» EXERCISE DESCRIPTION
Copy each of the following records word for word, keeping every line in its original order.

________________________

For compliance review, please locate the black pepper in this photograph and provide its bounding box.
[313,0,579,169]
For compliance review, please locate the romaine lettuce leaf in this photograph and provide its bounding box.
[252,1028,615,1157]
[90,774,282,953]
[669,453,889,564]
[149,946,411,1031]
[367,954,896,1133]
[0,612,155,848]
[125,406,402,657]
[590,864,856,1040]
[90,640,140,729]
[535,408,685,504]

________________________

» SOLUTION TO THE EXERCISE
For compliance review, please locate the black pepper in this photograph and provide its bounding box.
[313,0,579,169]
For compliance review, please locate the romaine lettuce leaf in this photograph and provide its bounding box.
[252,1028,615,1157]
[90,774,282,953]
[669,453,889,564]
[149,946,411,1031]
[367,954,896,1133]
[0,612,155,848]
[125,406,402,657]
[590,864,856,1040]
[90,640,140,729]
[535,408,685,504]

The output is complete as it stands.